DATA ROWS:

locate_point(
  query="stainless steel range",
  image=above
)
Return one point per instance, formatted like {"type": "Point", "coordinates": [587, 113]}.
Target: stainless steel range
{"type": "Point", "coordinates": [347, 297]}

WRITTEN EXERCISE:
Turn each line of the data above into a string in a JSON list, one string per line, skipping blank lines.

EXERCISE ANSWER:
[
  "locate_point(",
  "  query=\"stainless steel range\",",
  "  image=above",
  ")",
  "Return one point per instance, formatted like {\"type\": \"Point\", \"coordinates\": [587, 113]}.",
  "Target: stainless steel range",
  "{\"type\": \"Point\", \"coordinates\": [347, 297]}"
]